• [Task statement]: Scan the records and identify every line in which the string "above" occurs, then return those lines.

• [Records for the exercise]:
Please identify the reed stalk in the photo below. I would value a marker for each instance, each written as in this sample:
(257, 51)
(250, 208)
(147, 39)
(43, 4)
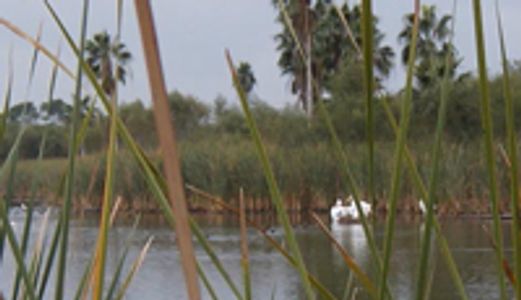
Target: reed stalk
(367, 47)
(512, 155)
(168, 146)
(244, 248)
(399, 150)
(488, 141)
(422, 284)
(66, 209)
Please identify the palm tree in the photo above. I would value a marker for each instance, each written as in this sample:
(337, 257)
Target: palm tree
(433, 46)
(329, 48)
(109, 60)
(301, 15)
(246, 77)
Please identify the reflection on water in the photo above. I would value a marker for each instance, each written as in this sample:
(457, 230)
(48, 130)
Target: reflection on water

• [Completed task]:
Please identify the palm tree in the photo above. I would value a marker for each instance, each written as in this sample:
Please identify the reflection on water in the photo above. I would value a marker for each instance, each written as in this sample:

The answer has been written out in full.